Your goal –
Find the string "step" in the listing below and return each line it appears in.

Records for this task –
+ + +

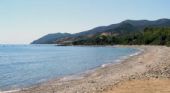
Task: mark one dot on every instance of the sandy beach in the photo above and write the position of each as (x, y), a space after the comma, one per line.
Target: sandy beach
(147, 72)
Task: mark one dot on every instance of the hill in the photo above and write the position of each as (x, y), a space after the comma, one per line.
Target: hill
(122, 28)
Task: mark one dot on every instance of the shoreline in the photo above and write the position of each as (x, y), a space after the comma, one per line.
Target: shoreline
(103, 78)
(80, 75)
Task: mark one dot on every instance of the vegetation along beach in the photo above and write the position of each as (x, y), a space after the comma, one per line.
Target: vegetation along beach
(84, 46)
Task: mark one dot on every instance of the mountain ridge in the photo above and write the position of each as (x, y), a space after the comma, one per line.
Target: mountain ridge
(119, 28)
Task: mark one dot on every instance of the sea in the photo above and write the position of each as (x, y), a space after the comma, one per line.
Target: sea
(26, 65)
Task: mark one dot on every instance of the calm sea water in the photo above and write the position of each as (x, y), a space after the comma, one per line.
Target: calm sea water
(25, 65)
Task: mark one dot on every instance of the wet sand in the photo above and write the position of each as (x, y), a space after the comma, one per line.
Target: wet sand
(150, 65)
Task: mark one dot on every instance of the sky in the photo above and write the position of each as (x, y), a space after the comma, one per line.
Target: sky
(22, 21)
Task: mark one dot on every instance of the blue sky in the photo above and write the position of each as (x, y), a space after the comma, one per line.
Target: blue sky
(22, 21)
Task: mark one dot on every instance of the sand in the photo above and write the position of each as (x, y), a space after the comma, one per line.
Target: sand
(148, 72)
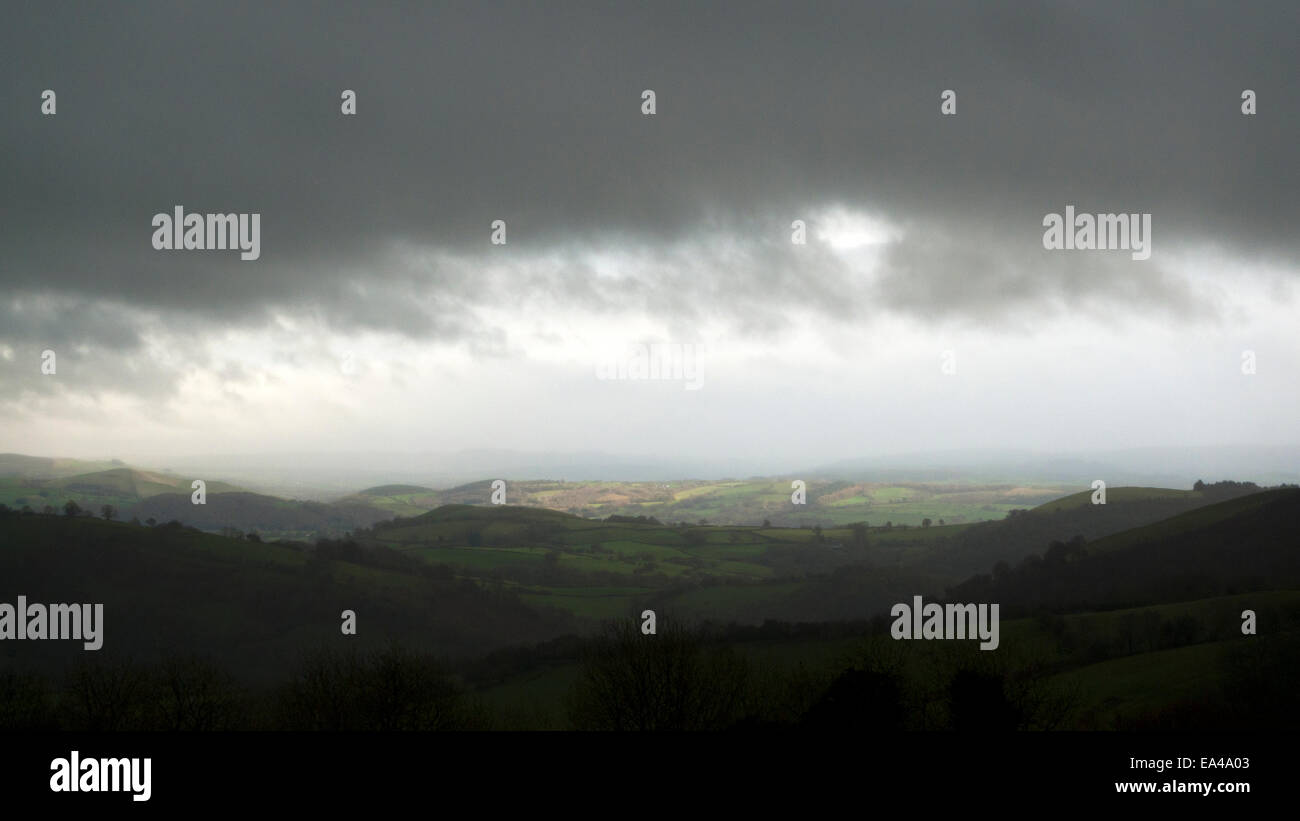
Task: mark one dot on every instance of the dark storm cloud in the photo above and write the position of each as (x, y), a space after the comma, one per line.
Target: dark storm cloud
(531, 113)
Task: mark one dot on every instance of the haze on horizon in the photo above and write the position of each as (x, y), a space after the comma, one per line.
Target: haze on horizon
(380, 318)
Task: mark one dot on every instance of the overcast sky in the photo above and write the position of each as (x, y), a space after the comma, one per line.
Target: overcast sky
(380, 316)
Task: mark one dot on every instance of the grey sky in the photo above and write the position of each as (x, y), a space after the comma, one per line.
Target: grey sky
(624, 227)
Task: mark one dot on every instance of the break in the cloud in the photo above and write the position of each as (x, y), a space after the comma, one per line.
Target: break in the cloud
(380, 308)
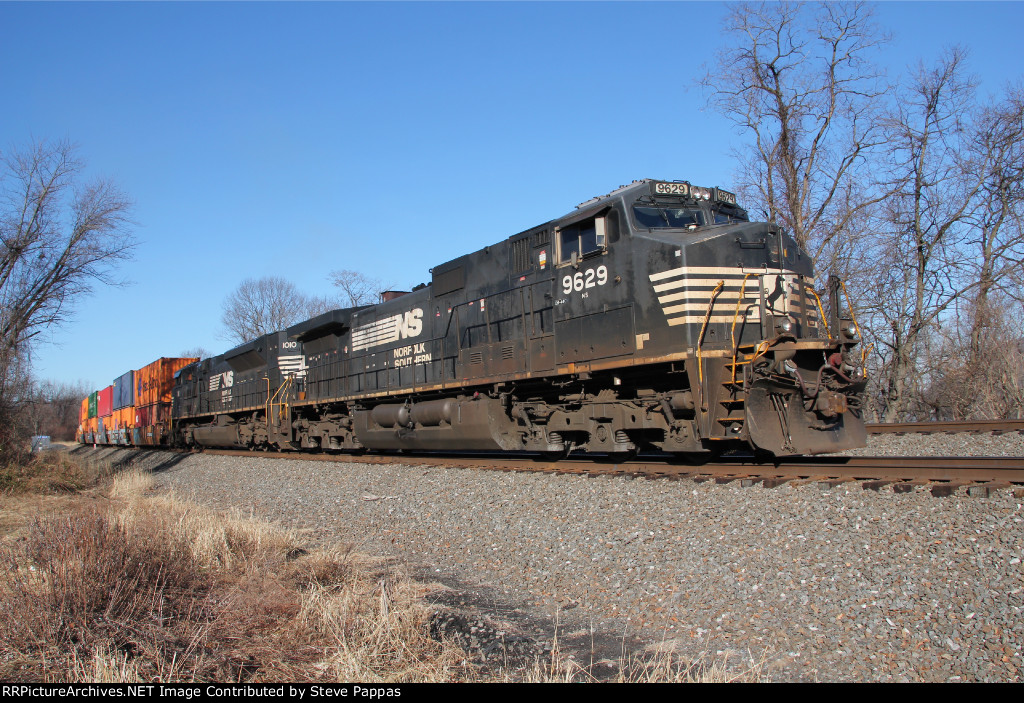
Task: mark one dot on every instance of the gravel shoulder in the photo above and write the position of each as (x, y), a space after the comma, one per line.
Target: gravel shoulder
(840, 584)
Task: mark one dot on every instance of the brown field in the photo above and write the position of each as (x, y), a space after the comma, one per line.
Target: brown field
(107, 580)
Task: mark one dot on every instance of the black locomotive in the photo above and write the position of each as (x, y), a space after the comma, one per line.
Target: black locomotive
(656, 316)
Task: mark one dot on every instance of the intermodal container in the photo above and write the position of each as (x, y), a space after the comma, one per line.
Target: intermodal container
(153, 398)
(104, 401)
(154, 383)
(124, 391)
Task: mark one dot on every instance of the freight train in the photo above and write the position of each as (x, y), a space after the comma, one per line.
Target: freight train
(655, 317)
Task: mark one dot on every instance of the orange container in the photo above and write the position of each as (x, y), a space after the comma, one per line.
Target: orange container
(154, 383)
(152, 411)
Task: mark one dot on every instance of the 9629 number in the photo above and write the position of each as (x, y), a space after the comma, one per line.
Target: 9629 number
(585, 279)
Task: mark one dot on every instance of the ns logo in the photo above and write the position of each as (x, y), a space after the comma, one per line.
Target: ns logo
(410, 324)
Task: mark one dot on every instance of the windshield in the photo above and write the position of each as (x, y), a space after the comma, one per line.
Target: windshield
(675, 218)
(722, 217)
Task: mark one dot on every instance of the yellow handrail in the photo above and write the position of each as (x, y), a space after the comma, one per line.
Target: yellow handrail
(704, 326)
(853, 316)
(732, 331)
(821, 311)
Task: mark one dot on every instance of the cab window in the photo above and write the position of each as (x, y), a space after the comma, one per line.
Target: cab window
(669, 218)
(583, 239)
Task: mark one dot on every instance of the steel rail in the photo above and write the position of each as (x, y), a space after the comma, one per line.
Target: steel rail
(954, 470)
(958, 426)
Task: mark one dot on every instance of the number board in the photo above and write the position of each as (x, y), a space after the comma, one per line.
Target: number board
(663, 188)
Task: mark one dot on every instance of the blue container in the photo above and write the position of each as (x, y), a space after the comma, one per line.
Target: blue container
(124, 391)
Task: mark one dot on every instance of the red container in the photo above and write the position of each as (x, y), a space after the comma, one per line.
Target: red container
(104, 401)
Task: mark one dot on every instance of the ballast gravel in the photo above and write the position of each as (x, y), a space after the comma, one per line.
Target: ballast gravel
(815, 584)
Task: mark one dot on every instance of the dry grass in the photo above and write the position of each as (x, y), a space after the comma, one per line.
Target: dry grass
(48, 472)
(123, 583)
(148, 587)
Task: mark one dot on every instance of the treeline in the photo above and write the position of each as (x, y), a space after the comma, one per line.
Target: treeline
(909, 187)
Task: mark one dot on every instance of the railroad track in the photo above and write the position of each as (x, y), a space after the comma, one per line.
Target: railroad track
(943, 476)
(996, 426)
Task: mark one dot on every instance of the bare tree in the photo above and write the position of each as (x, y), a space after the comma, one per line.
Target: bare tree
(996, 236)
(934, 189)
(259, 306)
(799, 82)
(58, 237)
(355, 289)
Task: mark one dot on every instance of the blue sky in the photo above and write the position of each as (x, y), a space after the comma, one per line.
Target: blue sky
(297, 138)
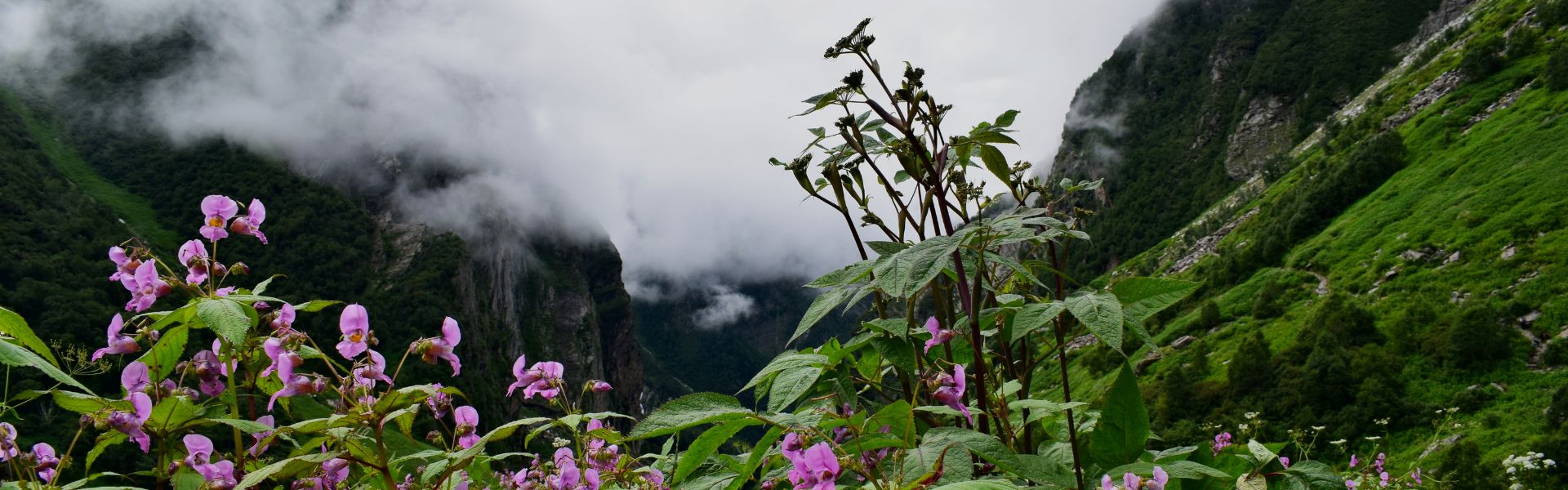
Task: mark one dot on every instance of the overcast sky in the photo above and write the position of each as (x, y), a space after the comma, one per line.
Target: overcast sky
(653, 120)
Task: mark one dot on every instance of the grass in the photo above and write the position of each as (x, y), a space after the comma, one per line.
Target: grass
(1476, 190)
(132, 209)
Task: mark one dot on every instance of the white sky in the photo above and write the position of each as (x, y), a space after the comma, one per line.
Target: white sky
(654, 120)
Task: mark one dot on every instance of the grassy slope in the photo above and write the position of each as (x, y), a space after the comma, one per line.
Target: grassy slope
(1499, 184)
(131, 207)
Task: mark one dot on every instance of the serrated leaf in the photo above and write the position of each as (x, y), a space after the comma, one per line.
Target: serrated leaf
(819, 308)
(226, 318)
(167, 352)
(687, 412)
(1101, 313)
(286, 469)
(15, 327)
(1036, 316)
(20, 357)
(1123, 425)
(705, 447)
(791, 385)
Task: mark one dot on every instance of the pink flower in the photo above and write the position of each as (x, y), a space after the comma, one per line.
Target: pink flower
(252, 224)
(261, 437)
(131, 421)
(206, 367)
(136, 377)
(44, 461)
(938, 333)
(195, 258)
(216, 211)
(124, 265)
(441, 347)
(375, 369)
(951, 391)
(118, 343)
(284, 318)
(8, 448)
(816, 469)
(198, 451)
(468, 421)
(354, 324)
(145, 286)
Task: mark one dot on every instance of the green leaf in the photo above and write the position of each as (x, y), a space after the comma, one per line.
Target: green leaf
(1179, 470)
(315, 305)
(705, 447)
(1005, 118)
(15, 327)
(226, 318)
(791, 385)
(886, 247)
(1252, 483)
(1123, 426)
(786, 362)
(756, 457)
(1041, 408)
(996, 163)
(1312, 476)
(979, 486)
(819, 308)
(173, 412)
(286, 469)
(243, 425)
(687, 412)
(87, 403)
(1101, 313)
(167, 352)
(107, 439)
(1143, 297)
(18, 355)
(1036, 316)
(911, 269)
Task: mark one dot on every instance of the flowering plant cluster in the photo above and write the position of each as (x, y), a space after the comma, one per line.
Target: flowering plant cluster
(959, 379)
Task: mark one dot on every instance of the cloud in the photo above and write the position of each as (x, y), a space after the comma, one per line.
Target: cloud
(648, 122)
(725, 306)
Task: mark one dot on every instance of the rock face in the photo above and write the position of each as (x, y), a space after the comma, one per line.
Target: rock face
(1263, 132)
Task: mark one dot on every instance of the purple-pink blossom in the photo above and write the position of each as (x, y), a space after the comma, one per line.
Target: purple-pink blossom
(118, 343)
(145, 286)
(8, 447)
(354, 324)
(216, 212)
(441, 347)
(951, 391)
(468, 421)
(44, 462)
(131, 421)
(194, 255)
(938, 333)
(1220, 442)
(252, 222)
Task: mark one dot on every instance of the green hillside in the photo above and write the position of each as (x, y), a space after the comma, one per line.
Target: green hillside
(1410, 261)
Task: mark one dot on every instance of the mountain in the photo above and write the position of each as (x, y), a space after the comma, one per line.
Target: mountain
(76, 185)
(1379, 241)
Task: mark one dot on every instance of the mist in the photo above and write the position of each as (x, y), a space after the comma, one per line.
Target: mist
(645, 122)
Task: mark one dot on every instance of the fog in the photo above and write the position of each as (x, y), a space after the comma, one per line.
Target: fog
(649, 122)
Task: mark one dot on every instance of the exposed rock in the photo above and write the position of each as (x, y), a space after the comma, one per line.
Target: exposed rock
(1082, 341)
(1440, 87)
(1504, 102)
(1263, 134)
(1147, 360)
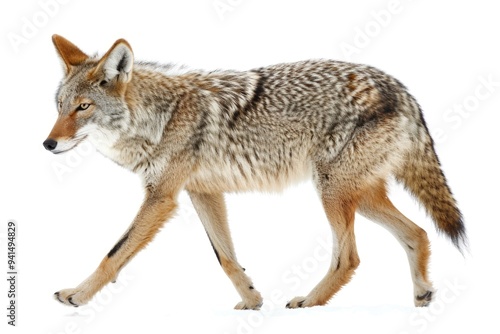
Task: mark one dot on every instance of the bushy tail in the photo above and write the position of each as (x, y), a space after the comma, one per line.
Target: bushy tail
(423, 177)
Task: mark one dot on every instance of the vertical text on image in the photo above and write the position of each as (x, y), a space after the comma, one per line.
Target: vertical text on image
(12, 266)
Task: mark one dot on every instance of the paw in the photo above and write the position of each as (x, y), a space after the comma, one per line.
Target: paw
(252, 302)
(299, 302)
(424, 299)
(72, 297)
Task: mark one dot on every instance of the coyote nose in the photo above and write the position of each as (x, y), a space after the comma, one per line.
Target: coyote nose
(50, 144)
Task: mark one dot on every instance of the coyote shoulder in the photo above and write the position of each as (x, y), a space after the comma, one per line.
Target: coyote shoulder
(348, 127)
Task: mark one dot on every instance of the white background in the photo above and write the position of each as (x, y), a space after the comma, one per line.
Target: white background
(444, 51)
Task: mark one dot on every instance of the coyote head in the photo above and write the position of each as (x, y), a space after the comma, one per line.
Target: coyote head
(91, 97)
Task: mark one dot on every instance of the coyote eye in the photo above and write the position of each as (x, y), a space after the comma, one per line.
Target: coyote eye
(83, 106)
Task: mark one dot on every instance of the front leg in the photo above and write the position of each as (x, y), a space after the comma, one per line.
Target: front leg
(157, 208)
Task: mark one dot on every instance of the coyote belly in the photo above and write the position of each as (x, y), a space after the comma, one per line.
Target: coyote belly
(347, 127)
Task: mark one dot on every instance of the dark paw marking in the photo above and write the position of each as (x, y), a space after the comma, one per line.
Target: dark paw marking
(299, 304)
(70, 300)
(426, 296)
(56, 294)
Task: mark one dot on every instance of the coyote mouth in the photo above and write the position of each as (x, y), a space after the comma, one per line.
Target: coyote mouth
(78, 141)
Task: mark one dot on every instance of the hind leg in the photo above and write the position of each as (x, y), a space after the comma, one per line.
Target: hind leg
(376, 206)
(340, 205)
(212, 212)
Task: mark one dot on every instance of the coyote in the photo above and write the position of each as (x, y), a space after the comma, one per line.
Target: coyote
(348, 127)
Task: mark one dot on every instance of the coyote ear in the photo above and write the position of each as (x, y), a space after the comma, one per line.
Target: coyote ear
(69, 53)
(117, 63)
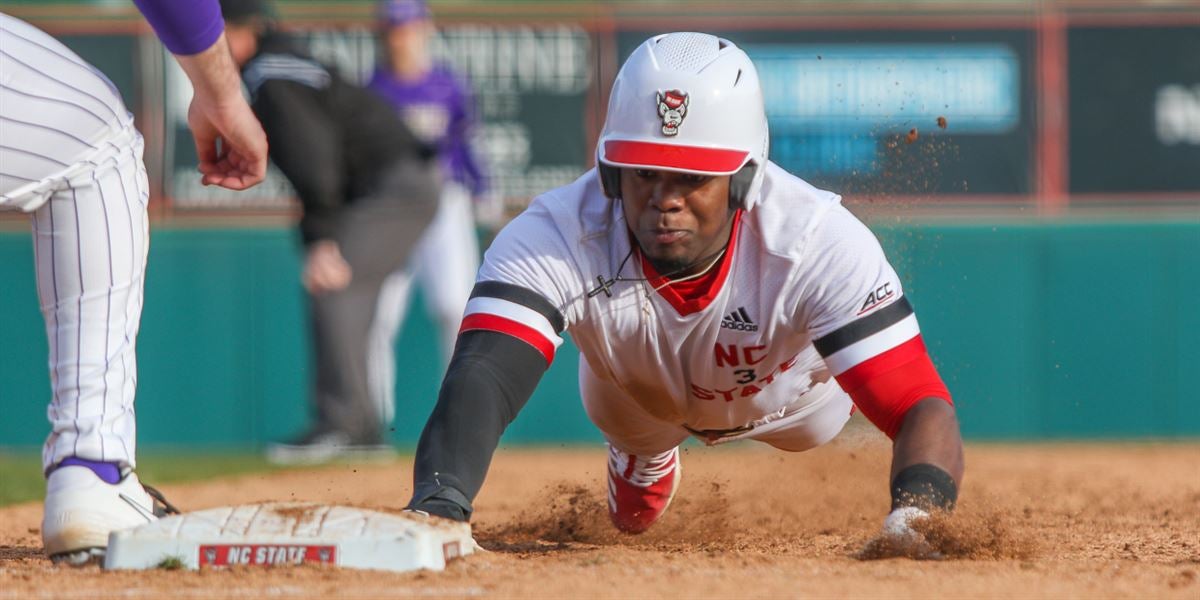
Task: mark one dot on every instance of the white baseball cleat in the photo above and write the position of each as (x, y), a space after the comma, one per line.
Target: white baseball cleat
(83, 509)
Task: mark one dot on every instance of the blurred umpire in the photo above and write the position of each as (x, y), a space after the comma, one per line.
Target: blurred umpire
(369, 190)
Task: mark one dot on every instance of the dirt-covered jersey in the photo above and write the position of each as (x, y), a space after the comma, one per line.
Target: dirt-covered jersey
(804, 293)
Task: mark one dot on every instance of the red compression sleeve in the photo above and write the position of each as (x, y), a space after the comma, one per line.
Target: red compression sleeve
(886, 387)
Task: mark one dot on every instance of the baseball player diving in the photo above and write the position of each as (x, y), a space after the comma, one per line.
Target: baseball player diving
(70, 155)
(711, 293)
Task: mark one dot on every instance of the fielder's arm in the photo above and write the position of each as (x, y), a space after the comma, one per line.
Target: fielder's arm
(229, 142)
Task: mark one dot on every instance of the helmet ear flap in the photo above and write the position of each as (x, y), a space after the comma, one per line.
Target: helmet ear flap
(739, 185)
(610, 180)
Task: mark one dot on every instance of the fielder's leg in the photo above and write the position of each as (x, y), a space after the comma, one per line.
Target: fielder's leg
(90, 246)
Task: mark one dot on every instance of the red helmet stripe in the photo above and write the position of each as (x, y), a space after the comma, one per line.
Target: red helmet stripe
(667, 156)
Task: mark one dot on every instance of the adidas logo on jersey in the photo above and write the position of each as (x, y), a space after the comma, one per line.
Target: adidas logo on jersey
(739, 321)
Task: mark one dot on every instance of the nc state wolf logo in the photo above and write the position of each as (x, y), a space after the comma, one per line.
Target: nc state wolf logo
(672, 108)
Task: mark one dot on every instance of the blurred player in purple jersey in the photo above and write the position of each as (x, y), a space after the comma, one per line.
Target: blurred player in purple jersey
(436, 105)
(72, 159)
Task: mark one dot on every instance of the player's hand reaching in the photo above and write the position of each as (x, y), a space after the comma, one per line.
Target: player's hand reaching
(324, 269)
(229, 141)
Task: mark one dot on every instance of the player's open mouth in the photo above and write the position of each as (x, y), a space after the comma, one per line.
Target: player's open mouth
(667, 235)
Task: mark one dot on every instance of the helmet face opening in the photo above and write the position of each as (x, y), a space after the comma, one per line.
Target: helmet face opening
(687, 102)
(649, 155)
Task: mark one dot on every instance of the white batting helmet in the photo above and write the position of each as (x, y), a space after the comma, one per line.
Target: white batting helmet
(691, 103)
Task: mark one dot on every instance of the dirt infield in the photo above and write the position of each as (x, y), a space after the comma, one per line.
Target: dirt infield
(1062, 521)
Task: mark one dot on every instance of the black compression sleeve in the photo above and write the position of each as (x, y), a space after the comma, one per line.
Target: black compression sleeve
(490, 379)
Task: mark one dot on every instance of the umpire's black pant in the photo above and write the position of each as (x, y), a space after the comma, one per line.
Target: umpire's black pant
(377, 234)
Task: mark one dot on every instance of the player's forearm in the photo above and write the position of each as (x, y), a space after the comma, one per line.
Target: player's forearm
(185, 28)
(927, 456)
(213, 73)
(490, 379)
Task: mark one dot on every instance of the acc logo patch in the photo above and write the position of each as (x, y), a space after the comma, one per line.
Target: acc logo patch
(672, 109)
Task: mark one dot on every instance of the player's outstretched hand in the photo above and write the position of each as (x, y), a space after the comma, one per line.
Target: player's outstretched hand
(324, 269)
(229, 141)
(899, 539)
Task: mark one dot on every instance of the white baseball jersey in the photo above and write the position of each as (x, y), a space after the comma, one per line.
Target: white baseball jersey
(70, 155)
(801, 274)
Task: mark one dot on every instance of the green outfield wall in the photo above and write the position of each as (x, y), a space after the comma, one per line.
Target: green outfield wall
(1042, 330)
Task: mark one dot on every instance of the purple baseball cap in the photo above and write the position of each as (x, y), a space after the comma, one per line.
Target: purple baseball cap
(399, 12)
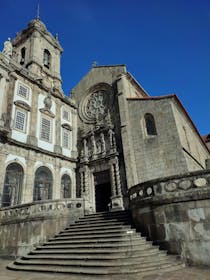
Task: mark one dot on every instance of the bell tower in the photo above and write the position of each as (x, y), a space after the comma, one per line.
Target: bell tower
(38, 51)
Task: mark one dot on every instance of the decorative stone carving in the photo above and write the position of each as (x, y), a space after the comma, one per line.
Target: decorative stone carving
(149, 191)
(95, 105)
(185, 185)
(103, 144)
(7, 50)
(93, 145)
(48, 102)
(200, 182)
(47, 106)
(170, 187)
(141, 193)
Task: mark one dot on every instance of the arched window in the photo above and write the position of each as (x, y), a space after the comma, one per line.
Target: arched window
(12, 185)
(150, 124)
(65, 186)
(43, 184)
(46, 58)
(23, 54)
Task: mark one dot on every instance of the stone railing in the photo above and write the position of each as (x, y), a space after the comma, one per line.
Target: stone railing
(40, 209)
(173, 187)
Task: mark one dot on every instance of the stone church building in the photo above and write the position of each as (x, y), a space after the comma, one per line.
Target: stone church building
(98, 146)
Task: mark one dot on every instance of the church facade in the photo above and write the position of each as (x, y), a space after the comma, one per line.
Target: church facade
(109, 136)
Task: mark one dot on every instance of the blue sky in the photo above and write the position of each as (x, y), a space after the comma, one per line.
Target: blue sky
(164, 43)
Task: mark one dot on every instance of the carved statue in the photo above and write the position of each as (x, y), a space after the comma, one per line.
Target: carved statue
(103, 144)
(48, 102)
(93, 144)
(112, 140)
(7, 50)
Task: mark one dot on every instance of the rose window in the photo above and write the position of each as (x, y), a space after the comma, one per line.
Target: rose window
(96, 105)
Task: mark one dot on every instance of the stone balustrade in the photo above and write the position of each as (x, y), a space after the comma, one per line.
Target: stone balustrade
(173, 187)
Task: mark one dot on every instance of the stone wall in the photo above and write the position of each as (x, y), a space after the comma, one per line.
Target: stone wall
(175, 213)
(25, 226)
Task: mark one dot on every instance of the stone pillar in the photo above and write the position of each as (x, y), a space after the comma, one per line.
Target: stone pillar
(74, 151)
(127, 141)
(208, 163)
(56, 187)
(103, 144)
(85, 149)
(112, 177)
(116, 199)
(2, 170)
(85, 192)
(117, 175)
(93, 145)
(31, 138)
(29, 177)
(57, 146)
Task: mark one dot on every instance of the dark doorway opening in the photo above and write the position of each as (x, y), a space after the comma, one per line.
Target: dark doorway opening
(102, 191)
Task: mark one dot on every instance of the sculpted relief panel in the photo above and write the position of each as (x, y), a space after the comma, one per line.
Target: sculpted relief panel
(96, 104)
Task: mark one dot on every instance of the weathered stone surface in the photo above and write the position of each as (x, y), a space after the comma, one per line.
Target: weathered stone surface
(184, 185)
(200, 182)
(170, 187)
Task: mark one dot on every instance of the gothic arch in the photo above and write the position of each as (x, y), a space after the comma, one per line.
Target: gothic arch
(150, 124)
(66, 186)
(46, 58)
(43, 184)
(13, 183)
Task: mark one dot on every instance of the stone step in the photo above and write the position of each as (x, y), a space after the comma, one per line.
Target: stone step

+ + +

Answer area –
Task: mark one dot on every instance of the stone step in the photo above and write the position of each as (x, y), a space after the comma, one per line.
Target: stone step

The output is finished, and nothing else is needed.